# Community Participation > Mapping Challenge Archive >  March 2015 Entry - Karsthaven

## Chick

I've decided to get in on the action, too.  Seems like fun and a good chance to do something underground for a change  :Smile: 

There is a formation common in limestone called a "dome-pit".  It forms from water seeping in through a hole at the surface and dissolving away the limestone into a very deep vertical column.  The name comes because if you are at the bottom looking up, it's a big dome, and if you are at the top looking down, it's a big pit.  Dome-pits frequently have old stream passages that run through the limestone and end falling into the pit, so there are often several cave passages that intersect the dome-pit at varying levels.

These shafts can be too small to enter up to hundreds of feet in diameter.  Here are some pictures of real dome-pits:
http://i.ytimg.com/vi/VFLDvzc5P2k/hqdefault.jpg
http://farm4.static.flickr.com/3659/...7946e8235e.jpg
http://www.circleofblue.org/waternew...Earth-1000.jpg
http://pubs.usgs.gov/sir/2008/5023/s...s/image022.gif

My One Page Dungeon is set in a limestone dome-pit in which the side caves have been converted to various uses, including a long-lost temple complex called "Karsthaven, The Hidden Temple of Vrena".

### Latest WIP ###

----------


## J.Edward

Glad to have you in it too chick.  :Smile:

----------


## Chick

> Glad to have you in it too chick.


Thanks J.Edward!  In fact, it seems like I am usually the first to post in a challenge, so thanks for saving me from that fate  :Smile:

----------


## J.Edward

[Attempts noble bow, knee gives out, falls over, gets up and brushes dust from his pants....]
My pleasure.  :Smile:

----------


## arsheesh

Sounds like a solid idea.  And nice to see another person has entered the contest.  Look forward to seeing what you do with this.

--------------------

EXERCISE GOAL: Please repeat the Karsthaven thread word for word, from its header line through the final post, with nothing changed or left out.

SUPPLIED MATERIAL:
--------------------

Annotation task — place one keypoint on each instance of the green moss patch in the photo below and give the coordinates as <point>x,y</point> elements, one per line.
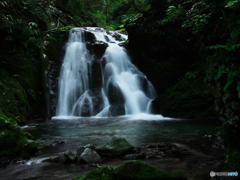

--------------------

FINAL RESULT:
# Community Participation > Mapping Challenge Archive >  March 2015 Entry - Karsthaven

## Chick

I've decided to get in on the action, too.  Seems like fun and a good chance to do something underground for a change  :Smile: 

There is a formation common in limestone called a "dome-pit".  It forms from water seeping in through a hole at the surface and dissolving away the limestone into a very deep vertical column.  The name comes because if you are at the bottom looking up, it's a big dome, and if you are at the top looking down, it's a big pit.  Dome-pits frequently have old stream passages that run through the limestone and end falling into the pit, so there are often several cave passages that intersect the dome-pit at varying levels.

These shafts can be too small to enter up to hundreds of feet in diameter.  Here are some pictures of real dome-pits:
http://i.ytimg.com/vi/VFLDvzc5P2k/hqdefault.jpg
http://farm4.static.flickr.com/3659/...7946e8235e.jpg
http://www.circleofblue.org/waternew...Earth-1000.jpg
http://pubs.usgs.gov/sir/2008/5023/s...s/image022.gif

My One Page Dungeon is set in a limestone dome-pit in which the side caves have been converted to various uses, including a long-lost temple complex called "Karsthaven, The Hidden Temple of Vrena".

### Latest WIP ###

----------


## J.Edward

Glad to have you in it too chick.  :Smile:

----------


## Chick

> Glad to have you in it too chick.


Thanks J.Edward!  In fact, it seems like I am usually the first to post in a challenge, so thanks for saving me from that fate  :Smile:

----------


## J.Edward

[Attempts noble bow, knee gives out, falls over, gets up and brushes dust from his pants....]
My pleasure.  :Smile:

----------


## arsheesh

Sounds like a solid idea.  And nice to see another person has entered the contest.  Look forward to seeing what you do with this.